= Dirk Wylie =

Joseph Harold Dockweiler (1920 – August 1948), professionally known by his pen name Dirk Wylie, was an American science fiction author and literary agent. Wylie was a member of The Futurians, a 1940s-era science fiction fan community.

==Biography==
Wylie attended Brooklyn Technical High School in the 1930s, where he became friends with fellow student Frederik Pohl.

In 1934, a teenage Wylie had a letter published in periodical Wonder Stories inquiring about "Science Fiction Week." Both Wylie and Pohl dropped out of high school after their junior year.

In 1937, Wylie published a fanzine titled Fantasy Mirror. As an adult, he wrote stories in collaboration with Pohl, Arnold Kummer Jr., and Cyril M. Kornbluth. Wylie also used the pen names "Dennis Lavond" and "Elliott Whitney".

In 1937, Wylie joined the Committee for the Political Advancement of Science Fiction (CPASF), a left-wing group of Futurians who supported the views of fellow member John B. Michel.

When the Futurians group fractured, Wylie and Pohl followed Michel and Donald Wollheim to form the East New York Science Fiction League. In 1940, Wylie married fellow Futurian Rosalind "Roz" Cohen.

Wylie was drafted and served as a sergeant in a military police company in World War II. He was stationed in Belgium during the Battle of the Bulge. Wylie suffered a spine injury after jumping from a transport truck; he was evacuated and spent two years in a Veterans Administration hospital. While hospitalized, Wylie penned a letter to Amazing Stories in which he reported two instances of having witnessed an unidentified objects, in some cases rising from the ocean and returning to it.

**Task requirements:**
1/ In the Dirk Wylie biography, what was the title of the fanzine Wylie published in 1937?
2/ Continue the Dirk Wylie biography, picking up after its final sentence.
The items after this point come from a different source than the Dirk Wylie biography.

**Data extract:**
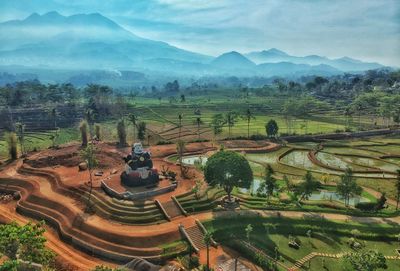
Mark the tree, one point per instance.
(207, 240)
(53, 114)
(54, 137)
(398, 189)
(248, 116)
(271, 128)
(369, 260)
(217, 123)
(133, 119)
(121, 132)
(348, 187)
(83, 128)
(198, 123)
(24, 243)
(20, 129)
(248, 230)
(228, 169)
(89, 156)
(269, 185)
(11, 139)
(90, 116)
(141, 130)
(180, 150)
(97, 131)
(308, 186)
(230, 119)
(196, 188)
(180, 117)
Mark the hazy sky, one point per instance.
(364, 29)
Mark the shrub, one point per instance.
(164, 142)
(366, 206)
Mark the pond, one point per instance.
(253, 188)
(195, 160)
(333, 196)
(371, 163)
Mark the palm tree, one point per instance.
(133, 119)
(248, 116)
(88, 154)
(198, 123)
(398, 189)
(207, 240)
(180, 149)
(20, 129)
(230, 119)
(53, 114)
(180, 117)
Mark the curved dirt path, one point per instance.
(84, 262)
(67, 253)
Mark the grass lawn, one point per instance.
(326, 236)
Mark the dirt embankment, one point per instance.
(70, 156)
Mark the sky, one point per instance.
(364, 29)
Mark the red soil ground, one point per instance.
(64, 162)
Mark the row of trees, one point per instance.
(228, 169)
(230, 118)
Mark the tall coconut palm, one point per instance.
(207, 240)
(134, 120)
(180, 117)
(398, 189)
(89, 156)
(248, 116)
(180, 150)
(198, 123)
(230, 119)
(20, 129)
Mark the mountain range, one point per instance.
(92, 41)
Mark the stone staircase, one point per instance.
(171, 209)
(196, 235)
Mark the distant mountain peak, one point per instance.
(233, 59)
(52, 14)
(274, 51)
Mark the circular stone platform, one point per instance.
(113, 187)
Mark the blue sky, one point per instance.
(363, 29)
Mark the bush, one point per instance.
(164, 142)
(366, 206)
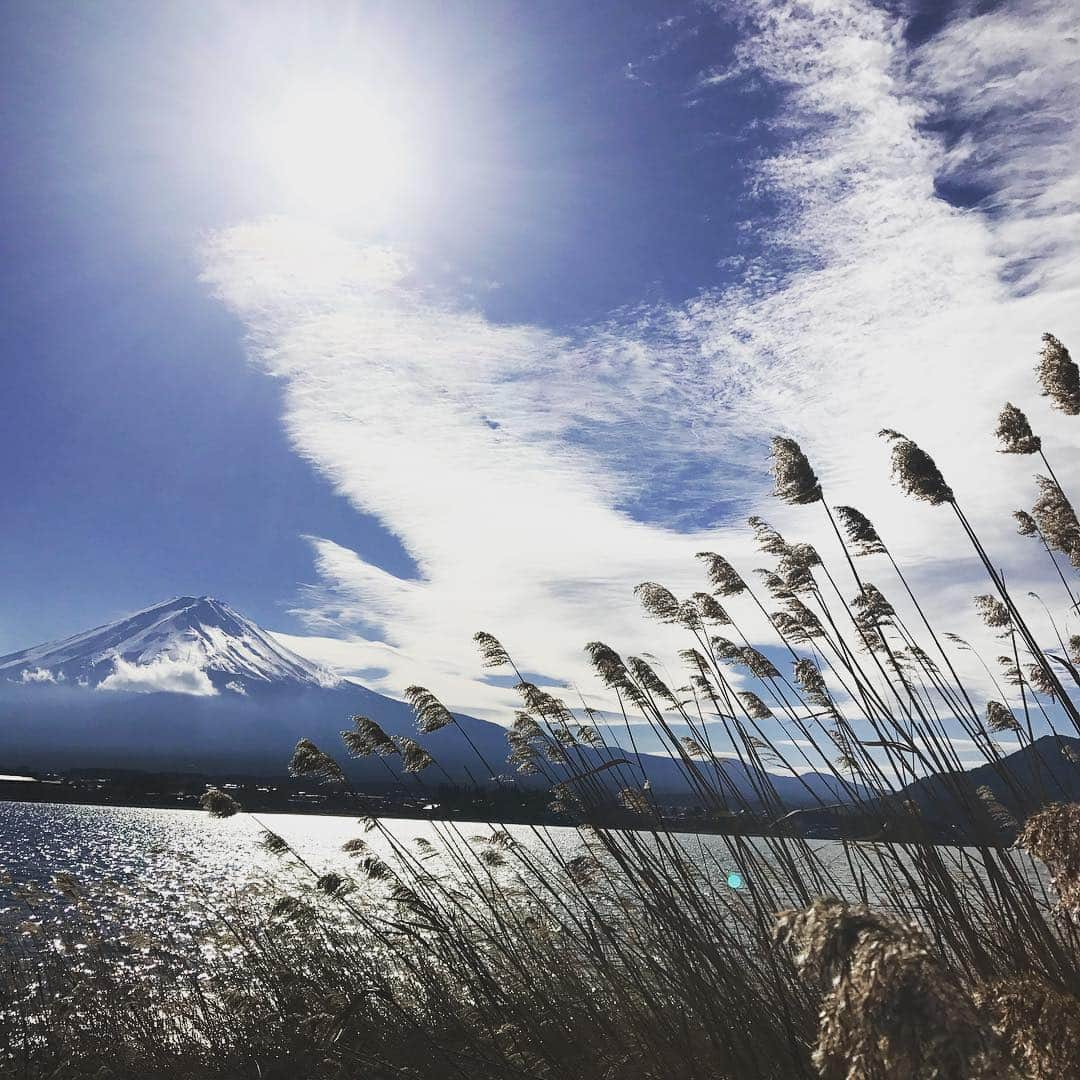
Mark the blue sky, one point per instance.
(508, 332)
(146, 457)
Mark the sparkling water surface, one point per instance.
(151, 875)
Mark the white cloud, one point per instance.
(162, 675)
(503, 456)
(40, 675)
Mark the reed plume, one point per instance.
(1058, 376)
(490, 648)
(795, 481)
(915, 471)
(431, 714)
(891, 1008)
(1015, 433)
(1056, 520)
(1053, 836)
(723, 576)
(309, 760)
(861, 532)
(366, 738)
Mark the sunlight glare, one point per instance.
(337, 151)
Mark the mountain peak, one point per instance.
(196, 645)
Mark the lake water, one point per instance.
(151, 875)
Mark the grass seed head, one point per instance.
(915, 471)
(1015, 433)
(795, 481)
(1058, 376)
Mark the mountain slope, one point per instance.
(191, 645)
(191, 685)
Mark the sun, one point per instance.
(336, 150)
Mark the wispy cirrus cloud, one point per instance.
(535, 476)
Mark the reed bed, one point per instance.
(631, 953)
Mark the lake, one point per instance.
(153, 876)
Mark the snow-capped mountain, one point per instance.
(192, 685)
(191, 645)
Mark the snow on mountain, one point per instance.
(191, 645)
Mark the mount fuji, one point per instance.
(191, 685)
(194, 645)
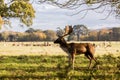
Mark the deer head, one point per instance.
(61, 40)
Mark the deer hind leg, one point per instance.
(73, 59)
(89, 59)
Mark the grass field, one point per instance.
(34, 63)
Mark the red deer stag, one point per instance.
(75, 48)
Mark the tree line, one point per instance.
(80, 33)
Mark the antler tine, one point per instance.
(68, 30)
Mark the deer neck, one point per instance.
(63, 44)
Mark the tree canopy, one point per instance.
(21, 9)
(111, 6)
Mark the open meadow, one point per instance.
(30, 61)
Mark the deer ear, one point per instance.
(68, 29)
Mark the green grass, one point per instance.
(56, 68)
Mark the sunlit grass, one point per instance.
(56, 67)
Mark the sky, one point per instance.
(51, 17)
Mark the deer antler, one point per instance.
(68, 30)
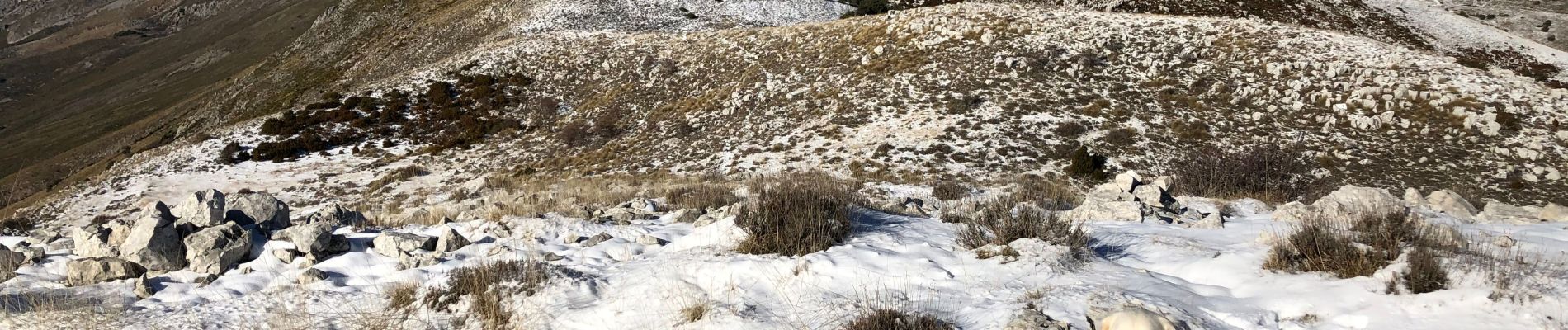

**Results for each task:**
1/ Fantasy Mirror

2/
In 1947, Wylie and Pohl set up the Dirk Wylie Literary Agency. In August 1948, Wylie died from tuberculosis of the spine. After his death, Pohl and Rosalin continued to run the agency.

==Works==
- "Stepsons of Mars" (April 1940 Astonishing Stories) (with C M Kornbluth and Richard Wilson)
- "Vacant World" (January 1941 Super Science Stories) (with C M Kornbluth)
- Stuff (1940)
- The Mantle of Graag (1941) with Robert A. W. Lowndes and Frederik Pohl
- Something from Beyond (1941) with Robert A. W. Lowndes and Frederik Pohl
- Highwayman of the Void
- Asteroid of the Damned (1942)
- Sky Test (1942)
- Outpost of the Eons (1943)
- Star of the Undead (1948) with Robert A. W. Lowndes and Frederik Pohl
- When Time Went Mad (publish posthumously in 1950) with Frederic Arnold Kummer, Jr.